*** ITEMS ***

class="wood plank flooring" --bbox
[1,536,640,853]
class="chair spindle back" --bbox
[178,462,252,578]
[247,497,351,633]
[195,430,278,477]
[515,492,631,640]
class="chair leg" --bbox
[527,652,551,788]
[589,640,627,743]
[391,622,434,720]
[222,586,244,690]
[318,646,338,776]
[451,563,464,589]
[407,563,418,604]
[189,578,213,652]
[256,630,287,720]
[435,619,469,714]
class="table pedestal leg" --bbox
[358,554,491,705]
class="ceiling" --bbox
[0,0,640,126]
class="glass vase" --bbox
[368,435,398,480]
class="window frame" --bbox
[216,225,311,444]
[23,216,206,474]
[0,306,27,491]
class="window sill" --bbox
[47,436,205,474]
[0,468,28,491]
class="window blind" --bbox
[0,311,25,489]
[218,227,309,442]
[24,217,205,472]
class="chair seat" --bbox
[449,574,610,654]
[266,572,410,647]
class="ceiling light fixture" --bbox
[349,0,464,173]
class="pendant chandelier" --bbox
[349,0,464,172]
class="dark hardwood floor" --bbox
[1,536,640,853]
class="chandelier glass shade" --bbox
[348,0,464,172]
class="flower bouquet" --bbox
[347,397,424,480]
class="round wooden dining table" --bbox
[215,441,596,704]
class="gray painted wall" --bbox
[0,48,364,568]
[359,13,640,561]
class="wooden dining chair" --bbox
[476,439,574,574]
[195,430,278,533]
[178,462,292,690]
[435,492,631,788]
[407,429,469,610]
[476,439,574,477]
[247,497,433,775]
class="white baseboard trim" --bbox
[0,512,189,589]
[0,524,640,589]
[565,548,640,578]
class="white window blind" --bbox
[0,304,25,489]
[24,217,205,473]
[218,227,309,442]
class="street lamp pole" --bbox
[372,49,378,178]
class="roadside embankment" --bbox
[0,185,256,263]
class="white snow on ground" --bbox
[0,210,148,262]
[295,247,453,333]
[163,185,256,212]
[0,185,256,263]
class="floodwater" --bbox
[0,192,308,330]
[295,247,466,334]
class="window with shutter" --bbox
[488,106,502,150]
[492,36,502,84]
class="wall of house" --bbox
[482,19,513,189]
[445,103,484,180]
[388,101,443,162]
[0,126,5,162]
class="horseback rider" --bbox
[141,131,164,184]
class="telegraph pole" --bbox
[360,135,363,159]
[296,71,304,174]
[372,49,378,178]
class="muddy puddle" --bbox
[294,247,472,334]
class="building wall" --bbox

***

GIVEN PROBLEM
Please quote all of the items above verbatim, keeping each one on its own line.

WRITTEN ANSWER
class="wood plank flooring" --bbox
[1,536,640,853]
class="chair spindle back" --bbox
[178,462,252,578]
[247,497,351,633]
[195,430,278,477]
[515,492,631,640]
class="chair leg" --bbox
[527,652,551,788]
[589,640,627,743]
[391,622,434,720]
[222,586,244,690]
[318,646,338,776]
[451,563,464,589]
[407,563,418,604]
[189,578,213,652]
[256,630,287,720]
[435,619,469,714]
class="table pedestal leg" --bbox
[358,554,491,705]
class="ceiling" --bbox
[0,0,640,126]
class="glass vase" --bbox
[368,435,398,480]
class="window frame" --bbox
[216,225,311,444]
[23,216,206,474]
[0,306,27,491]
class="window sill" --bbox
[47,436,205,474]
[0,468,28,491]
class="window blind" --bbox
[0,311,25,489]
[218,227,309,442]
[24,217,205,472]
class="chair seat" --bbox
[449,574,610,654]
[266,572,410,647]
class="ceiling light fixture" --bbox
[349,0,464,173]
class="pendant chandelier" --bbox
[349,0,464,172]
class="dark hardwood floor" --bbox
[1,536,640,853]
class="chandelier glass shade" --bbox
[348,0,464,172]
class="flower bouquet" --bbox
[347,397,424,480]
class="round wooden dining table" --bbox
[215,441,596,704]
class="gray painted wall" --bbox
[0,48,364,568]
[359,13,640,561]
class="wooden dining chair" --bbox
[476,439,574,574]
[195,430,278,533]
[178,462,292,690]
[435,492,631,788]
[407,429,469,610]
[476,439,574,477]
[247,497,433,775]
class="white baseboard trim" --bbox
[0,512,189,589]
[0,524,640,589]
[565,548,640,578]
class="white window blind" --bbox
[0,304,25,489]
[24,217,205,473]
[218,227,309,442]
class="street lamp pole" --bbox
[372,49,378,178]
class="roadside embankment" --bbox
[0,185,256,263]
class="white snow on ground" --bbox
[0,210,148,262]
[295,247,453,333]
[163,185,256,212]
[0,185,256,263]
class="floodwater" --bbox
[0,192,308,330]
[295,247,466,334]
class="window with shutter" --bbox
[488,106,502,150]
[492,36,502,84]
class="wall of house" --bbox
[482,19,513,189]
[445,103,484,180]
[388,101,443,162]
[0,126,5,162]
class="horseback rider" --bbox
[141,131,164,184]
class="telegraph pole" --bbox
[360,135,363,159]
[296,71,304,174]
[372,49,378,178]
class="muddy puddle" --bbox
[294,247,472,334]
class="building wall" --bbox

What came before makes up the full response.